■ TEXTO CITADO
--------------------------------
Sabemos que nos recuerda la escena de la Anunciación. «El ángel del
Señor anunció a María y concibió por obra del Espíritu Santo». El
momento del anuncio es también el instante de la concepción virginal
del Hijo de Dios. Así, pues, esta plegaria mariana, que rezamos tres
veces cada día, nos recuerda el gran misterio de la Encarnación. «Dios
te salve, María, llena de gracia; el Señor está contigo (...).
Bendita eres entre las mujeres, y bendito es el fruto de tu vientre» (Lc
1, 28.42).
En
este domingo, al final de la Statio orbis, con la que se concluye
el Congreso eucarístico de Wrocław, destacamos el vínculo
particular que existe entre el misterio de la Encarnación y la Eucaristía.
«El Verbo se hizo carne y habitó entre nosotros», repetimos en la
plegaria del Ángelus. Y es precisamente esa carne la que se transforma
en Eucaristía, cuando el sacerdote pronuncia sobre el pan y el vino las
palabras que Cristo pronunció en el cenáculo: «Esto es mi cuerpo, que
será entregado por vosotros». Cuerpo y sangre. «Este es el cáliz de
mi sangre, sangre de la alianza nueva y eterna, que será derramada por
vosotros y por todos los hombres. Haced esto en conmemoración mía» (cf.
1 Co 11, 24-25). Este admirable vínculo entre el misterio del
Verbo encarnado y la Eucaristía lo expresa de modo muy hermoso un canto
eucarístico polaco:
«Te
saludamos, Hostia viva, en la que Jesucristo oculta su divinidad. Salve,
Jesús, Hijo de María, en la santa Hostia eres el verdadero Dios».
2. Así,
pues, la oración del Ángelus nos revela su profundidad eucarística.
Cristo, en el sacrificio del altar, bajo las especies del pan y del vino
nos da como alimento el Cuerpo y la Sangre que, por obra del Espíritu
Santo, le dio su madre, María. Dios Padre, al elegir a María como
madre de su Hijo unigénito, la unió de modo particular a la Eucaristía.
María,
enséñanos a comprender cada vez más plenamente este gran misterio de
la fe, para que acojamos siempre con alegría y gratitud la invitación
de tu Hijo: «Tomad y comed: esto es mi cuerpo. Tomad y bebed: esta es
mi sangre».
«Te
saludamos, Pan angélico. Te adoramos en este sacramento. Salve, Jesús,
Hijo de María; en la santa Hostia eres el verdadero Dios».
3. Ojalá
que el misterio de la Eucaristía impregne toda vuestra vida. Que
vuestro amor a Dios y a vuestros hermanos encuentre fuerza en la
Eucaristía y que se encienda vuestra fe y se fortalezca vuestra
esperanza.
Venerando
la presencia de Cristo en la Eucaristía, demos gracias a Dios también
por el don del sacerdocio. El sacerdocio y la Eucaristía están
indisolublemente unidos. El sacerdote es ministro de la Eucaristía. En
la comunidad de la Iglesia él es quien realiza de modo particular la
exhortación de Cristo: «Haced esto en conmemoración mía». Injertado
en Cristo sacerdote por medio del sacramento del orden, con su poder
celebra el sacrificio eucarístico. No hay sacerdocio sin Eucaristía.
No hay sacrificio eucarístico sin sacerdocio. Que la plegaria del Ángelus,
que rezaremos dentro de unos momentos, se convierta también en acción
de gracias por el don del sacerdocio y en una gran súplica por las
nuevas vocaciones. Que sean muchos los que escuchen la llamada del «Dueño
de la mies» y pronuncien con María el fiat generoso de su
respuesta a Dios. Pidamos a la Virgen María que obtenga de su Hijo para
la Iglesia numerosos y celosos ministros de la Eucaristía.
--------------------------------
■ ENTRADAS DEL CONJUNTO
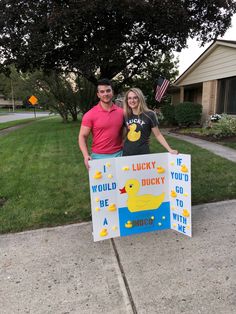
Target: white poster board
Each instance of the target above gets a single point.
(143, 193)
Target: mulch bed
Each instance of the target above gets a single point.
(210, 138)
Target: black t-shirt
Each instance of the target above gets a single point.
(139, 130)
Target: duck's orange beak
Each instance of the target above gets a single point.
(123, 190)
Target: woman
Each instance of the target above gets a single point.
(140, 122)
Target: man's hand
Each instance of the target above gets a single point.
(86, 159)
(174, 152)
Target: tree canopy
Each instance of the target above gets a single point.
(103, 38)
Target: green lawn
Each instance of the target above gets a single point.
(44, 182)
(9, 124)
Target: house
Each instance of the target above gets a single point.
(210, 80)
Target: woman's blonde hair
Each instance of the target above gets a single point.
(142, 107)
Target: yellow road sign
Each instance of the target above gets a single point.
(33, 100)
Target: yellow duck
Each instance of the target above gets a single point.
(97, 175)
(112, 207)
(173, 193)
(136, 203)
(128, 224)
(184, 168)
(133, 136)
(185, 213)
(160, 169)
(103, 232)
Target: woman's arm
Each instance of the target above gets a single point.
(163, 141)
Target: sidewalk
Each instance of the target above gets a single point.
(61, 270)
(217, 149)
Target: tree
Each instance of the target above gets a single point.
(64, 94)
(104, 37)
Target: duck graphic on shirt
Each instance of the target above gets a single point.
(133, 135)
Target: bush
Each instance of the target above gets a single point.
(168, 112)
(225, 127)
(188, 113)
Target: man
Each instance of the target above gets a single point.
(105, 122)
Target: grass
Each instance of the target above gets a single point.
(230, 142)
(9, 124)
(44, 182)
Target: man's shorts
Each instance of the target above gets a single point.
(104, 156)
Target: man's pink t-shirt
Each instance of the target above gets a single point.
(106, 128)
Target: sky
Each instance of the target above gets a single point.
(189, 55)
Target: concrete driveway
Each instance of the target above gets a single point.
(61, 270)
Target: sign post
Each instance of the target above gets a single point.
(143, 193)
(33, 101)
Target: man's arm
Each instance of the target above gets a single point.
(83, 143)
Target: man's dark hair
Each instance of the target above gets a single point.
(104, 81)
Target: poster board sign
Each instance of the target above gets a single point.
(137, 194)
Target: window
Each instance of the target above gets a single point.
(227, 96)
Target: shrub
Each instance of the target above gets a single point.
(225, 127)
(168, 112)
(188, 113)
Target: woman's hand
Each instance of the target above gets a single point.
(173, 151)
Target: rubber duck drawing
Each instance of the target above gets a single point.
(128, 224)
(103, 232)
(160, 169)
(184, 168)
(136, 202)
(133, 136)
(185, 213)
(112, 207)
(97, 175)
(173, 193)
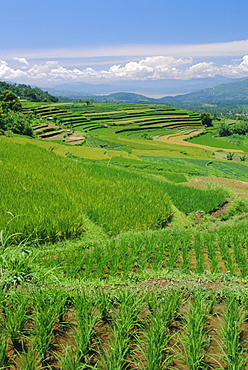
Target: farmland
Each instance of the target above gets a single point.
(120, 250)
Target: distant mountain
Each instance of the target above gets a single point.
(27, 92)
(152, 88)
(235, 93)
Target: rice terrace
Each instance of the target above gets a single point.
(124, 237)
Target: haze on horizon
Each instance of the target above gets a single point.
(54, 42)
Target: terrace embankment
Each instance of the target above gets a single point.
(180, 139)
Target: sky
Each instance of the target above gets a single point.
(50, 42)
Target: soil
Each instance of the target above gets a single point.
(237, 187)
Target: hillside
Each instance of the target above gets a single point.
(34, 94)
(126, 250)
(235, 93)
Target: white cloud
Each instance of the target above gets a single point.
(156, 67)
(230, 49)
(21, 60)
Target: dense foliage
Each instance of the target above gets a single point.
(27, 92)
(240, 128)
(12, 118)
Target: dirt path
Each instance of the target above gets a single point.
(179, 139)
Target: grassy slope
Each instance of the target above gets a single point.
--------------------------------
■ QUÉ SE PIDE
Copia el pasaje del texto sobre la Eucaristía que empieza con «No hay sacrificio» y sigue hasta «ministros de la Eucaristía.», cambiando «súplica» por «petición». Las entradas proceden de otra fuente.

■ RESULTADO DEL EJERCICIO
No hay sacrificio eucarístico sin sacerdocio. Que la plegaria del Ángelus,
que rezaremos dentro de unos momentos, se convierta también en acción
de gracias por el don del sacerdocio y en una gran petición por las
nuevas vocaciones. Que sean muchos los que escuchen la llamada del «Dueño
de la mies» y pronuncien con María el fiat generoso de su
respuesta a Dios. Pidamos a la Virgen María que obtenga de su Hijo para
la Iglesia numerosos y celosos ministros de la Eucaristía.